On Thursday, O'Brien made his first visit to "The Late Show" in 13 years, where he opened up about the fight over "The Tonight Show." While he was hardly reluctant to dish the dirt, his enthusiasm for Leno-bashing paled in comparison to Letterman's.
Even after two years, it was inevitable that the subject of their shared nemesis would come up, and so it did -- almost instantly. For the first 30 seconds or so of the interview, the two hosts sat there in awkward silence, until Letterman chimed in: "I think the longer we just sit here, the more uncomfortable it will make Jay."
From there, it was open season on Leno, with both hosts doing the obligatory impersonation of his famously high-pitched voice. Letterman was more openly hostile toward his longtime rival, telling O'Brien that he was "delighted" by the ordeal because, finally, the public could see what he has long believed: that Leno is "a bit of a brat." "When this came along, I said to myself, 'This is the Jay I know,'" Letterman recalled. "I refer to that period as the Golden Age of Television."

▶ _Supplied data_
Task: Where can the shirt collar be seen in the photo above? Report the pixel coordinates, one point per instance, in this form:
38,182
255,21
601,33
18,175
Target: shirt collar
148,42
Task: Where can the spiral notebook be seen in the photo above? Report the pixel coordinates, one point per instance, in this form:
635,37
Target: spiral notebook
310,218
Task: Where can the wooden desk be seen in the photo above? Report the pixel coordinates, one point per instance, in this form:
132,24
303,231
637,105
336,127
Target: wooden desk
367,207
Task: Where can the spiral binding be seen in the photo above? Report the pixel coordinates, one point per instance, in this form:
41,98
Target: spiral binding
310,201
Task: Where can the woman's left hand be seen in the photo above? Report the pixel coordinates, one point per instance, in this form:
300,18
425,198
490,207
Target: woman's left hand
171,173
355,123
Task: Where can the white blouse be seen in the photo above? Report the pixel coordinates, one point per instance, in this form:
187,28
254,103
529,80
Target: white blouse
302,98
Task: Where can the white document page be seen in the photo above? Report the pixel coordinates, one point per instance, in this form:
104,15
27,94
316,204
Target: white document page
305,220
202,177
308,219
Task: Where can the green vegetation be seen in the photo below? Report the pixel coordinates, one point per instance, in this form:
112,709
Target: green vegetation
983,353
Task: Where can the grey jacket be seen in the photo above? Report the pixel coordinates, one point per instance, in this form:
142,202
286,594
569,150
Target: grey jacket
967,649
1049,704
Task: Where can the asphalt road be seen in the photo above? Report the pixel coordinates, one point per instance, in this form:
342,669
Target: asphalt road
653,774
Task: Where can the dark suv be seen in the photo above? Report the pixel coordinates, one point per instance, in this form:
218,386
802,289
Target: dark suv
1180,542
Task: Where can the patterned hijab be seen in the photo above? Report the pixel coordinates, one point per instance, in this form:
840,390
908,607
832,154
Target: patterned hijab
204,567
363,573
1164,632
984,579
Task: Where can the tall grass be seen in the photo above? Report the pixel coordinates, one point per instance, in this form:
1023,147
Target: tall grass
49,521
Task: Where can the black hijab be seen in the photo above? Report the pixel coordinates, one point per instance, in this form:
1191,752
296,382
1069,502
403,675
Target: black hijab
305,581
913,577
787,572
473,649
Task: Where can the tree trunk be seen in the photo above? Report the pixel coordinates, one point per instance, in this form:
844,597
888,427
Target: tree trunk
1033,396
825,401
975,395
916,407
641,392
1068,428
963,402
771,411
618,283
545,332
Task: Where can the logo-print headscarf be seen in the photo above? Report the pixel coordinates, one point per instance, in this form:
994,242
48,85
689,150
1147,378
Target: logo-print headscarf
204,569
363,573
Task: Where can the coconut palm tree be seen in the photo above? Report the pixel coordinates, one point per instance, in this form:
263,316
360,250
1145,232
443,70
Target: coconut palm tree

▶ _Task description_
Reproduce word for word the text passage above about O'Brien's visit to "The Late Show," from its first sentence to its last.

▶ _Exercise solution_
On Thursday, O'Brien made his first visit to "The Late Show" in 13 years, where he opened up about the fight over "The Tonight Show." While he was hardly reluctant to dish the dirt, his enthusiasm for Leno-bashing paled in comparison to Letterman's.
Even after two years, it was inevitable that the subject of their shared nemesis would come up, and so it did -- almost instantly. For the first 30 seconds or so of the interview, the two hosts sat there in awkward silence, until Letterman chimed in: "I think the longer we just sit here, the more uncomfortable it will make Jay."
From there, it was open season on Leno, with both hosts doing the obligatory impersonation of his famously high-pitched voice. Letterman was more openly hostile toward his longtime rival, telling O'Brien that he was "delighted" by the ordeal because, finally, the public could see what he has long believed: that Leno is "a bit of a brat." "When this came along, I said to myself, 'This is the Jay I know,'" Letterman recalled. "I refer to that period as the Golden Age of Television."